**练习题目 1**
把关于HttpClient的选文从“虽然在 JDK 的 java.net”开始，一直到“协议的客户端编程工具包,并且它支持 HTTP 协议最新的版本和建议。”为止再写一遍，并将其中的“JDK”改为“Java 标准库”。

**选文**
----

利用HttpClient4进行网络通讯

一、HttpClient介绍

虽然在 JDK 的 java.net 包中已经提供了访问 HTTP 协议的基本功能,但是它没有提供足够的灵活性和其他应用程序需要的功能。HttpClient 是 Apache Jakarta Common 下的子项目,用来提供高效的、最新的、功能丰富的支持 HTTP 协议的客户端编程工具包,并且它支持 HTTP 协议最新的版本和建议。

 

二、使用范例 

4.3版本

1 ,通过get方式,请求网页内容。我们首先创建httpclient对象,然后通过httpclient来执行http get方法,httpresponse获得服务端响应的所有内容,httpentity为获取的网页消息体。

CloseableHttpClient httpclient = HttpClients.createDefault();
        try {
            // 以get方法执行请求
            HttpGet httpGet = new HttpGet(“http://localhost/”);
            // 获得服务器响应的所有信息
            CloseableHttpResponse responseGet = httpclient.execute(httpGet);
            try {
                System.out.println(responseGet.getStatusLine());
                // 获得服务器响应的消息体(不包括http head)
                HttpEntity entity = responseGet.getEntity();

                if (entity != null) {
                    // 获得响应字符集编码
                    ContentType contentType = ContentType.getOrDefault(entity);
                    Charset charset = contentType.getCharset();
                    InputStream is = entity.getContent();
                    // 将inputstream转化为reader,并使用缓冲读取,还可按行读取内容
                    BufferedReader br = new BufferedReader(
                            new InputStreamReader(is, charset));
                    String line = null;
                    while ((line = br.readLine()) != null) {
                        System.out.println(line);
                    }
                    is.close();
                }
            } finally {
                responseGet.close();
            }

        } finally {
            httpclient.close();
        }

 

2 ,通过post方式提交表单。浏览器可将登录后的会话信息存储到本地,登陆之后的每次请求都会自动向服务器发送cookie信息,幸好的是httpclient亦可自动处理cookie信息。

----

**所示数据**
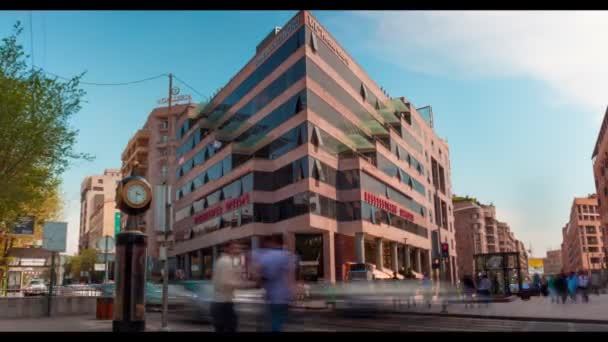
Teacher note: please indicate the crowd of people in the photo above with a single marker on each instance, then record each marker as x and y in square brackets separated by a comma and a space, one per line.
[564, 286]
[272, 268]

----

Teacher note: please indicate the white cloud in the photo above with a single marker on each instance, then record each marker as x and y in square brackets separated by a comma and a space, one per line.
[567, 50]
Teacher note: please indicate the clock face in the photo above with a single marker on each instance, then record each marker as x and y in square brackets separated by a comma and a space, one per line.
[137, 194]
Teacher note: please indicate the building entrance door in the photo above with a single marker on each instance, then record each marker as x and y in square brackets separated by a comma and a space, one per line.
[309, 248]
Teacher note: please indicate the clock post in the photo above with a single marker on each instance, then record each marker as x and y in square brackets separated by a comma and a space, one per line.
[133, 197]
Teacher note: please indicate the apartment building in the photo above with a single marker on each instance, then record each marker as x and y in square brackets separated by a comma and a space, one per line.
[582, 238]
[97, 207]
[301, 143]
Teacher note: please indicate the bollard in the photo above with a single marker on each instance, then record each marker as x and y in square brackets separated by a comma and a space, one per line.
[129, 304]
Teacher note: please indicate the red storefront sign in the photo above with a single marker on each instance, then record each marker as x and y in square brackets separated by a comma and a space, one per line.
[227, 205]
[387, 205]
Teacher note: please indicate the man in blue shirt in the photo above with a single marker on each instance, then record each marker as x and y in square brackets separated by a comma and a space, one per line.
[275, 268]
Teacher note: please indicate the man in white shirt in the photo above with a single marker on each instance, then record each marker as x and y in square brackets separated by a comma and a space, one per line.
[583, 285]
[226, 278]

----

**练习题目 2**
列表中凡是含有字符串“people”的行，请逐行抄出，注意区分大小写。

**参考解答 1**
虽然在 Java 标准库 的 java.net 包中已经提供了访问 HTTP 协议的基本功能,但是它没有提供足够的灵活性和其他应用程序需要的功能。HttpClient 是 Apache Jakarta Common 下的子项目,用来提供高效的、最新的、功能丰富的支持 HTTP 协议的客户端编程工具包,并且它支持 HTTP 协议最新的版本和建议。

**参考解答 2**
Teacher note: please indicate the crowd of people in the photo above with a single marker on each instance, then record each marker as x and y in square brackets separated by a comma and a space, one per line.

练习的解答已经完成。